--- START ---

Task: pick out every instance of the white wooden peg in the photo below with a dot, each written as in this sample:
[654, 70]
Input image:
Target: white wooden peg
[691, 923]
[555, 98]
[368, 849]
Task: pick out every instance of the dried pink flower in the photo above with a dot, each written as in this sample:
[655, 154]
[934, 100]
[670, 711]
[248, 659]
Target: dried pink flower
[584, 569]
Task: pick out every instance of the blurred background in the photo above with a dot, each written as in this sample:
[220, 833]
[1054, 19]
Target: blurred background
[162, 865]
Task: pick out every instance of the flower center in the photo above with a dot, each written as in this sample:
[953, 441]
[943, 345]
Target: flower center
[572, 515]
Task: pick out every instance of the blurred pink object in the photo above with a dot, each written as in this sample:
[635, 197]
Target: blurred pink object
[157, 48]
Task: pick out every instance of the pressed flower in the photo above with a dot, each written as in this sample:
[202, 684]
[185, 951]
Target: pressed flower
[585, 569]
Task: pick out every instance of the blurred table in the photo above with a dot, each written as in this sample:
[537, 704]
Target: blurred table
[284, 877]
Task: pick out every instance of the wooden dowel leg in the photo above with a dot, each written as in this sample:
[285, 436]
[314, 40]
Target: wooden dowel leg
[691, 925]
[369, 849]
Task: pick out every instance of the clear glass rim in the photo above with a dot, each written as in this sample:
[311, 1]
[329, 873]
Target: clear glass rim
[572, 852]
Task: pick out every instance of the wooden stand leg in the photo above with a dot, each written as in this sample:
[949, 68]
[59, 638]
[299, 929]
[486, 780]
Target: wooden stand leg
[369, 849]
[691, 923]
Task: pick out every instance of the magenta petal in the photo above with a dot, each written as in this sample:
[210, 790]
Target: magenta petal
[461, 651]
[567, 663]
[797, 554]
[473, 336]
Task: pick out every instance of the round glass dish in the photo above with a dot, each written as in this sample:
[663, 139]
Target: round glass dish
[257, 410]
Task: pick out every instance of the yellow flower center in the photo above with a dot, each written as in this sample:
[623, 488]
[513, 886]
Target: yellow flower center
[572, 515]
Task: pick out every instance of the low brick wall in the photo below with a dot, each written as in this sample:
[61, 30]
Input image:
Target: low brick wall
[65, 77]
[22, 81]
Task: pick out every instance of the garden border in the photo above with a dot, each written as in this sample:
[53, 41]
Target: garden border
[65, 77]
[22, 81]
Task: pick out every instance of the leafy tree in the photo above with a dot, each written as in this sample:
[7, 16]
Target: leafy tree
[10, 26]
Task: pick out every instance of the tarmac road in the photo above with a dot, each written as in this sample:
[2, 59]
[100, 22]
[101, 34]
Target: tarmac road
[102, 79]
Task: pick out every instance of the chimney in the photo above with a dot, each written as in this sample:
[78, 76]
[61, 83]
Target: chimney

--- END ---

▶ _TRY IT_
Write out all the material exactly, keeping each word.

▶ _WRITTEN RESPONSE_
Task: pick out every instance of the white wooden peg in the photo below with a dot, each written as in this sample:
[654, 70]
Input image:
Target: white wooden peg
[691, 923]
[555, 98]
[368, 849]
Task: pick out every instance of the dried pink flower in the photo above with a dot, each written as in this sample:
[655, 154]
[934, 100]
[670, 711]
[248, 659]
Target: dried pink flower
[584, 569]
Task: pick out every instance of the blurred background in the photo above with a dot, each written as in this sample:
[220, 833]
[1054, 19]
Target: blurred background
[162, 865]
Task: pick out every instance of the flower center in the photo above with a dot, each written as in this sample:
[953, 441]
[943, 345]
Target: flower center
[572, 515]
Task: pick out every instance of the blurred pink object in the photo above with a dot, each written as in this sample:
[635, 197]
Target: blurred pink object
[157, 48]
Task: pick out every instance of the pressed flower in the photo above with a dot, each written as in this sample:
[202, 684]
[185, 951]
Target: pressed flower
[585, 569]
Task: pick out every instance of the blurred table in the photo above with a dot, each written as in this sample:
[537, 704]
Target: blurred table
[284, 877]
Task: pick out every instance of the wooden dowel leg in the photo above with a dot, each written as in this sample:
[285, 436]
[314, 40]
Target: wooden dowel leg
[691, 925]
[369, 849]
Task: pick out every instance of the clear glass rim in the photo above with a dot, each written as in this sample:
[311, 1]
[329, 873]
Target: clear glass rim
[572, 852]
Task: pick out every instance of the wooden stand leg in the photo above with a dot, each written as in this sample:
[949, 68]
[59, 638]
[299, 929]
[486, 780]
Target: wooden stand leg
[369, 849]
[691, 923]
Task: pick out every instance of the magenta petal in the photo above with a dot, each written as in this sample:
[210, 790]
Target: magenta petal
[461, 651]
[567, 663]
[797, 554]
[473, 336]
Task: pick out every instance of the round glass dish in the photo above with a dot, each written as in this sample:
[663, 139]
Target: round glass dish
[257, 410]
Task: pick out every instance of the yellow flower center in the photo above with a dot, each written as in this sample:
[623, 488]
[513, 886]
Target: yellow flower center
[572, 515]
Task: pick out every instance of the low brick wall in the photo below with a dot, each written as in this sample:
[61, 30]
Input image:
Target: low brick wall
[65, 77]
[22, 81]
Task: pick out every instance of the garden border in the photo above with a dot, each written as in this sample:
[53, 41]
Target: garden border
[65, 77]
[22, 81]
Task: pick out every instance of the leafy tree in the photo above with a dot, each written as in this sample:
[7, 16]
Target: leafy tree
[10, 26]
Task: pick out every instance of the tarmac road in the photo above with a dot, each written as in this sample:
[2, 59]
[100, 22]
[101, 34]
Target: tarmac road
[102, 79]
Task: pick out every instance of the chimney in the photo above with a dot, each written as in this sample:
[78, 76]
[61, 83]
Target: chimney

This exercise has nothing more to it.